【独自】「マッスルスーツ活用で物流企業の人材獲得を後押ししたい」

【独自】「マッスルスーツ活用で物流企業の人材獲得を後押ししたい」

東京理科大発ベンチャー・イノフィスの折原CEO、現場作業の負荷軽減に意欲

東京理科大学発ベンチャーで、物流や農業、製造業などの現場作業負荷を軽減するマッスルスーツの開発・販売を手掛けているイノフィスの折原大吾社長CEO(最高経営責任者)は、東京都内で開催した新製品「マッスルスーツGS-BACK」の記者発表会で、ロジビズ・オンラインの取材に応じた。

折原氏は、マッスルスーツを物流業界に普及させて効果も実感してもらい、マッスルスーツを現場で使っていることが人材を集める上で有利になる状況を作り出していきたいとの考えを表明。物流現場などで働く若い人にも装着してもらうことで腰痛といったトラブルの発生を防ぎ、医療機関に通う時間を減らして生活の質(QOL)を高めることにも役立ててもらいたいと語り、「物流の世界を変えることにぜひチャレンジしていきたい」と訴えた。


記者発表会で撮影に応じる折原社長CEO(左)。右はイノフィス創業者で取締役最高技術者の小林宏・東京理科大工学部機械工学科教授

中堅・中小企業でも利用しやすく

「GS-BACK」はピッキングや積み込み・荷下ろしなど、歩いたりしゃがんだり、立ち上がったりする動作を伴う手荷役作業が発生している現場向けを想定。リュックのように背負い、腰のベルトを締めて、ももの部分をサポートするパッドを前に回して使う。イノフィスの主力製品「マッスルスーツEvery(エブリィ)」に比べ、荷役中の動作をしやすくしているのが特徴。

_データ一覧_
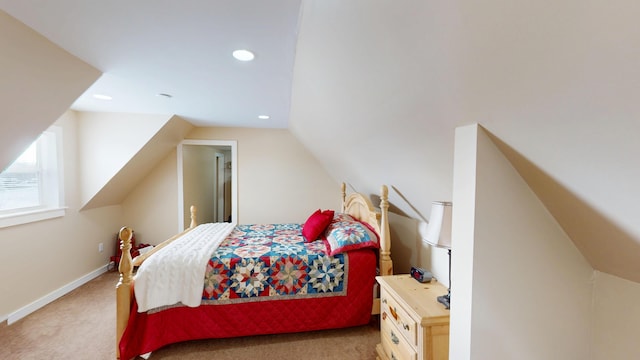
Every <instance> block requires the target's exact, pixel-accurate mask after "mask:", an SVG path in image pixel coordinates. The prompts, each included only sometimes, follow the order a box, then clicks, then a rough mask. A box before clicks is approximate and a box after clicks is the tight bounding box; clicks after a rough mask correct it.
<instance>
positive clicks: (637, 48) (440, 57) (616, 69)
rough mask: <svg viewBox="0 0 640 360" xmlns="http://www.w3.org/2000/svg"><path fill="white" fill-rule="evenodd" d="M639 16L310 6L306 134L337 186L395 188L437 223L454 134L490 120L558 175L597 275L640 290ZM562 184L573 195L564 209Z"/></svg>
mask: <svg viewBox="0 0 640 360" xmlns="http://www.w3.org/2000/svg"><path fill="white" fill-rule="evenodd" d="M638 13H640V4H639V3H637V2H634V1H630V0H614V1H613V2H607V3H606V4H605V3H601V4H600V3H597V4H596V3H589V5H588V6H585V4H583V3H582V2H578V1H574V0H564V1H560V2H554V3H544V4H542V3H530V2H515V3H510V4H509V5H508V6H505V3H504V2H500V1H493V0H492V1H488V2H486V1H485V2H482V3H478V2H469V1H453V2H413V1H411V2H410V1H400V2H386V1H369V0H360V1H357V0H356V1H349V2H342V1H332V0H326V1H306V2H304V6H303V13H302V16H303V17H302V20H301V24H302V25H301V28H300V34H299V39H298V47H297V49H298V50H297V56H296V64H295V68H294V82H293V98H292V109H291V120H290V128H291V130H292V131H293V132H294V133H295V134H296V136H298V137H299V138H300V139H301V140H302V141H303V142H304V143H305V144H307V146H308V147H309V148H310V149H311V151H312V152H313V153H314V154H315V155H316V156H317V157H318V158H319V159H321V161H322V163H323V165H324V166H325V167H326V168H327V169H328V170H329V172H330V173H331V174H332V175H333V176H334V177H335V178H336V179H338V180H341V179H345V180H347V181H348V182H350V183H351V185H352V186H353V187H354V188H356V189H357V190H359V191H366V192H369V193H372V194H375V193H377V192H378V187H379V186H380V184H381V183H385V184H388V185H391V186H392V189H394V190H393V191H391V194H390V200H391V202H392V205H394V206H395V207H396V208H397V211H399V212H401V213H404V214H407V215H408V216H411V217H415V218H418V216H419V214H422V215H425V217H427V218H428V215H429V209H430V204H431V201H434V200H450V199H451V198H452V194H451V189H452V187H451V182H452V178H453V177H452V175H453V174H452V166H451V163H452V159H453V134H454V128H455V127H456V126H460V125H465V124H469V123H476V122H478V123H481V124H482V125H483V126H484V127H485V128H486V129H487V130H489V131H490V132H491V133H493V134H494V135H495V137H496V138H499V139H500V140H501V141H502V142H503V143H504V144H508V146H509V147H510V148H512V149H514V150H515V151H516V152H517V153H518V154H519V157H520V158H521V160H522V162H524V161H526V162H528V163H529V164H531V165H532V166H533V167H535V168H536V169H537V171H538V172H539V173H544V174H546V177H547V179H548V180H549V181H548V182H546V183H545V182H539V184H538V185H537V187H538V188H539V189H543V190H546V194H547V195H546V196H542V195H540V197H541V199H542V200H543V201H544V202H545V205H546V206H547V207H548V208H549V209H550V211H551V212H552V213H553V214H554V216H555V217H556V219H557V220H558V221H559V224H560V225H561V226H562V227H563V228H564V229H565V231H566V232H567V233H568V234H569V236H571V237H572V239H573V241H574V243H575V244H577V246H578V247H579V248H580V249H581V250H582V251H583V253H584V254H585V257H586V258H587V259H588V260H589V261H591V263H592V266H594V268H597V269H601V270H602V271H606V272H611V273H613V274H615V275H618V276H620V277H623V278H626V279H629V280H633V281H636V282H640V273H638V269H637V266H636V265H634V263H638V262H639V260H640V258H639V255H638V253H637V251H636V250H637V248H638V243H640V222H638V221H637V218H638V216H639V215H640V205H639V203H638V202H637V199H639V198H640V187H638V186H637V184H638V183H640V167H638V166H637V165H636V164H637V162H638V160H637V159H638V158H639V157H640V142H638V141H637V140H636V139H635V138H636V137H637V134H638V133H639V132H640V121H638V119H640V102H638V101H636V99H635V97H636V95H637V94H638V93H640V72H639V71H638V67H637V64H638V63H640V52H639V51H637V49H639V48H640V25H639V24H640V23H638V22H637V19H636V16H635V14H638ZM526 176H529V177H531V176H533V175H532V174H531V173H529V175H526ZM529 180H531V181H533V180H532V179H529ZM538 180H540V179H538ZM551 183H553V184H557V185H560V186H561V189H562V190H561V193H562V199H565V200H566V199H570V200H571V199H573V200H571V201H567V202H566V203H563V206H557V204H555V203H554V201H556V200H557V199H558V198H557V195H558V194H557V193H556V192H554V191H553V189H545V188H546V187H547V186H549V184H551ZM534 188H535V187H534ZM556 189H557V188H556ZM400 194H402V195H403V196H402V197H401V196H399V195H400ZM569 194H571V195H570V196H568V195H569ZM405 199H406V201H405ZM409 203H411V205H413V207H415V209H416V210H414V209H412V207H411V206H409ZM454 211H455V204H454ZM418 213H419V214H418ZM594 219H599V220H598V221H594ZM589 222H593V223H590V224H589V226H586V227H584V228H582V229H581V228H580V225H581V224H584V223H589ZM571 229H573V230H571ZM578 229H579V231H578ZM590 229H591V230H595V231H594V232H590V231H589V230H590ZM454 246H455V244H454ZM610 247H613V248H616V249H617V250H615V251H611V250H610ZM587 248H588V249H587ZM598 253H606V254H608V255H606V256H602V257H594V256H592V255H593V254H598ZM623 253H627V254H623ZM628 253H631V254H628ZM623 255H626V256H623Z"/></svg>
...
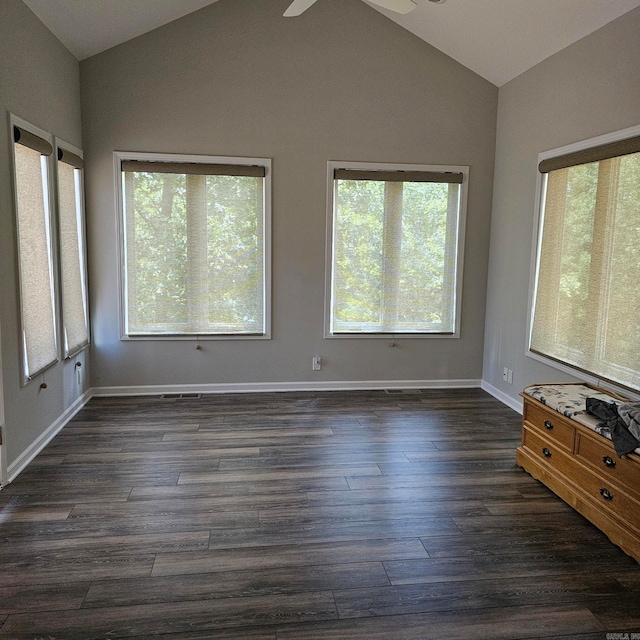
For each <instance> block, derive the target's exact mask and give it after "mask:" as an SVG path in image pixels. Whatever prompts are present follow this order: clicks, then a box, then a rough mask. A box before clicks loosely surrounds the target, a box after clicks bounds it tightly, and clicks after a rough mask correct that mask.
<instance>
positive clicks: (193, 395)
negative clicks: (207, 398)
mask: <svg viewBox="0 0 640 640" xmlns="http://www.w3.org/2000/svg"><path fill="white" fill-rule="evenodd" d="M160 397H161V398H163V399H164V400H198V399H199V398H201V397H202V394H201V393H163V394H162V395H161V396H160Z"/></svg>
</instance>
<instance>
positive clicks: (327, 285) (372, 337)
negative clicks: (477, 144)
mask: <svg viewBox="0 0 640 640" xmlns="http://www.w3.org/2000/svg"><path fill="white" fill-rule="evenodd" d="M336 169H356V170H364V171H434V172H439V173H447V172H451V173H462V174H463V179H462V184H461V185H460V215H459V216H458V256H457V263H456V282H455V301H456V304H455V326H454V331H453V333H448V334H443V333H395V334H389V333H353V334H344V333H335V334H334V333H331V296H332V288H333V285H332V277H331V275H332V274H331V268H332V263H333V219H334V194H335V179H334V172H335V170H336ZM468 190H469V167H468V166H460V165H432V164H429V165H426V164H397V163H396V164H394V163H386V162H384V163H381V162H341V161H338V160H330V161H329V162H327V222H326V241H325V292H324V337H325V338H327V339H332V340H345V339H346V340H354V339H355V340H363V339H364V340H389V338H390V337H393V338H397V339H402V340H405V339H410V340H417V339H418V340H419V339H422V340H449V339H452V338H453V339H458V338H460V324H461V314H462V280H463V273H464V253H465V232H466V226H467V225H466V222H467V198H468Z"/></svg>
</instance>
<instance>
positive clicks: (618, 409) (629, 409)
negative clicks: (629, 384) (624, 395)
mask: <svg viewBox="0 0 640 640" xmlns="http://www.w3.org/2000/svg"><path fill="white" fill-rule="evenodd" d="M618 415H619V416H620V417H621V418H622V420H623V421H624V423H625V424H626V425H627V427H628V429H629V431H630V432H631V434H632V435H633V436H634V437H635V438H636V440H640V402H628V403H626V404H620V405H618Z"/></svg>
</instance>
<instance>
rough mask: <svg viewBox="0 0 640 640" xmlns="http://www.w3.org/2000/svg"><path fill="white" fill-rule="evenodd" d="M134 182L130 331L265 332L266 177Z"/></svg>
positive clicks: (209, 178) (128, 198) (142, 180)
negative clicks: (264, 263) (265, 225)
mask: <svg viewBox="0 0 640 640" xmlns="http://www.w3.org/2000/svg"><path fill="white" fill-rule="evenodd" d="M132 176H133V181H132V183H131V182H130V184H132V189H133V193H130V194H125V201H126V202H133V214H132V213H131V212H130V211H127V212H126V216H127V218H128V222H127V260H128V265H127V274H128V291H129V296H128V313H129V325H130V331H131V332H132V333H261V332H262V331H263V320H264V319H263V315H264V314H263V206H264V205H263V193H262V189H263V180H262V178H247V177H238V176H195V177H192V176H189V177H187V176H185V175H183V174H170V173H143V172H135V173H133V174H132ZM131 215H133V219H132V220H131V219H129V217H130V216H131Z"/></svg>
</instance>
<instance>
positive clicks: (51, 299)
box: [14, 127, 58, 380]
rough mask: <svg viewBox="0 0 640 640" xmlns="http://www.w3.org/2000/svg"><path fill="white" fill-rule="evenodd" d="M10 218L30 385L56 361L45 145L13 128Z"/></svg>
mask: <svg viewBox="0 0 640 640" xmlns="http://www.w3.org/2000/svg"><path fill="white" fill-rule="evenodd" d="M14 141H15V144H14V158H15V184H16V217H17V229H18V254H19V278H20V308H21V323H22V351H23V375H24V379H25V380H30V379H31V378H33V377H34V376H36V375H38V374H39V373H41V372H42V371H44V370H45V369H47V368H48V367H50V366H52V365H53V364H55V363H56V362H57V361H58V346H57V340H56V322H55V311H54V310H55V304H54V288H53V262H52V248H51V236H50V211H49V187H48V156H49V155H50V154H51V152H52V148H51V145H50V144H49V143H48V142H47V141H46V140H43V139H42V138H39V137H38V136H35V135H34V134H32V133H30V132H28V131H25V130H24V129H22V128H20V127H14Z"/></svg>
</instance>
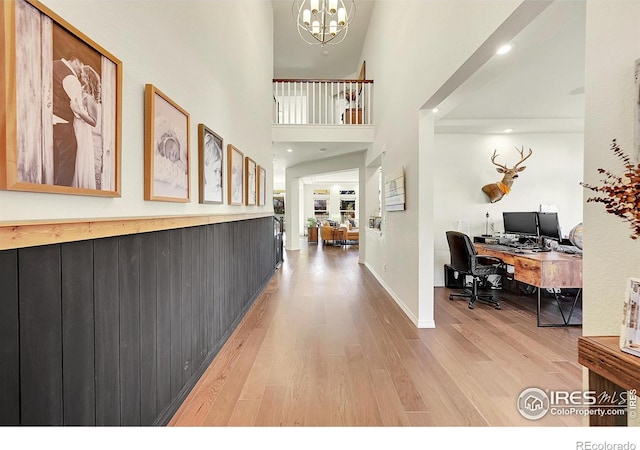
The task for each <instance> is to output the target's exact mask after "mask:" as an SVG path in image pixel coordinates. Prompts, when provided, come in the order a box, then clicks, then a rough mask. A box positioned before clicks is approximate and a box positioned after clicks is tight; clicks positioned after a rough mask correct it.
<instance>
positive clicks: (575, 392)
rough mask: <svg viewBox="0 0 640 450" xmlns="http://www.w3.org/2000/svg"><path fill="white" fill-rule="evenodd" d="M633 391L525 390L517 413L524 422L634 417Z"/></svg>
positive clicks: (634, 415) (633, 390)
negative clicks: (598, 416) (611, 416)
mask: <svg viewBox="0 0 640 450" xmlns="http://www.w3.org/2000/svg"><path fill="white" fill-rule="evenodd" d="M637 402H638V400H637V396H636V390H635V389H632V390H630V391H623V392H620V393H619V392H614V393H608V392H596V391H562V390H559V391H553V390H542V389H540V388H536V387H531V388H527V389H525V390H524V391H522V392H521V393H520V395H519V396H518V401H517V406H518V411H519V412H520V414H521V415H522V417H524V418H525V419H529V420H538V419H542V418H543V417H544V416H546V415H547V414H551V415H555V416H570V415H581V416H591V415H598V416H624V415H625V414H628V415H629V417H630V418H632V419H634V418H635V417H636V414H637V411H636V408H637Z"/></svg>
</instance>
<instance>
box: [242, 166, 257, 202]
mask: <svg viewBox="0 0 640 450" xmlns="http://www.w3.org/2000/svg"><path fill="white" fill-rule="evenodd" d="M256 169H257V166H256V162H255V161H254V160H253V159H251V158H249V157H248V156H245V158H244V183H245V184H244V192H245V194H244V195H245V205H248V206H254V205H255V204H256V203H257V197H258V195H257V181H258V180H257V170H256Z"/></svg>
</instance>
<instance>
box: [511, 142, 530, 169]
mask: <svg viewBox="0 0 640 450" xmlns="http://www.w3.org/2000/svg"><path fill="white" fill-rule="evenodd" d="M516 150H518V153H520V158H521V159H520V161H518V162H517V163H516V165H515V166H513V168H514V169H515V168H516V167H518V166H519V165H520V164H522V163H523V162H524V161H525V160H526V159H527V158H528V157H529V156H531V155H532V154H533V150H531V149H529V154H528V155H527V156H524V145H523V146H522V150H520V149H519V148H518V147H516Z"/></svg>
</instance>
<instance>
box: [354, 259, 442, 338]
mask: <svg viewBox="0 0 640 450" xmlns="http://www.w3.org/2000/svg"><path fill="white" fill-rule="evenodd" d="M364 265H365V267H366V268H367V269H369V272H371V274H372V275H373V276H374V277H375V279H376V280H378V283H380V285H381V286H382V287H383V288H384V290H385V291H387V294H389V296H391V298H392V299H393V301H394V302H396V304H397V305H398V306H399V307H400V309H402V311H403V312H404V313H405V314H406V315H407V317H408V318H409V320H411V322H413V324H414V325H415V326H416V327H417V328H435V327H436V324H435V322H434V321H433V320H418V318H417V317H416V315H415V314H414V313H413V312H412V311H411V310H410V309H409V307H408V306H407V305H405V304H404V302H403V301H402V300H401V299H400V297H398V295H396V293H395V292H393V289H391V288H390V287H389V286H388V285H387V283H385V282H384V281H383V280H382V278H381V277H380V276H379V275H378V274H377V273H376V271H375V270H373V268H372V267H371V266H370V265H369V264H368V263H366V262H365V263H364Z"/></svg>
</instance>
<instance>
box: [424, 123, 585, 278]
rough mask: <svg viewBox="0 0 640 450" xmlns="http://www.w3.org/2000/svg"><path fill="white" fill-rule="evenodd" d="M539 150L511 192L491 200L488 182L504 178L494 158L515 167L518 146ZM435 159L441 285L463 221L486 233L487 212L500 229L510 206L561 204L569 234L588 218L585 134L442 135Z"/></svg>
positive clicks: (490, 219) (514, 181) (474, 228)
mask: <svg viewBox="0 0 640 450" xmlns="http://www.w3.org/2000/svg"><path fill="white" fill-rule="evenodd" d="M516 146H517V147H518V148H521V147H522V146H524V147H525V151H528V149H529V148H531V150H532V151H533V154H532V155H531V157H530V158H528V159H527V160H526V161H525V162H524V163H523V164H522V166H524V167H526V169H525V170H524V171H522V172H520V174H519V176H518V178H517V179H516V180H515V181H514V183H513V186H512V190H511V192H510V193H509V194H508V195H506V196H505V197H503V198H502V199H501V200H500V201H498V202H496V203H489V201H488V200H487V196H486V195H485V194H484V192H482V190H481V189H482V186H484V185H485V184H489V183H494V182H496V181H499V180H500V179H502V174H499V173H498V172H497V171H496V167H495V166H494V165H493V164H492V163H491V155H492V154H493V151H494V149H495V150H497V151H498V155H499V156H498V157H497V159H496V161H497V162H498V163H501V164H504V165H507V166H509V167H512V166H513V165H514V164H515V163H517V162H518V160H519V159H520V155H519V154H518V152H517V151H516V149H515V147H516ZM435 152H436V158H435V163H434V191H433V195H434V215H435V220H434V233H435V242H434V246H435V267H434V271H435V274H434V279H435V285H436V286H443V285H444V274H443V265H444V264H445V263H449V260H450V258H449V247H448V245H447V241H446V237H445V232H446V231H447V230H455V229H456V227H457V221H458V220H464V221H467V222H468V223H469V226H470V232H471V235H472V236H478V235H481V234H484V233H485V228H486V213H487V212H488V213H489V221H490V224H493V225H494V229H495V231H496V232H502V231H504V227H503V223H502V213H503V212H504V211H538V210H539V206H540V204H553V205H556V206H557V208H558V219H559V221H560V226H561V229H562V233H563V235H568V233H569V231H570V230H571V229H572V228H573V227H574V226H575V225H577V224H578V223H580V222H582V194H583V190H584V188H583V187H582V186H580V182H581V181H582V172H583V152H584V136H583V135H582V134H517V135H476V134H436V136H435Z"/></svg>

_やること_
上のマッスルスーツの記事を読んで、次の問いに答えてください。
1. 記者発表会で発表された新製品の名前は何ですか。
2. 写真で右に写っている人の名前は何ですか。
3. 「GS-BACK」は「マッスルスーツEvery(エブリィ)」と比べてどこが特徴だとされていますか。

_答えの例_
1. マッスルスーツGS-BACK
2. 小林宏
3. 荷役中の動作をしやすくしているところ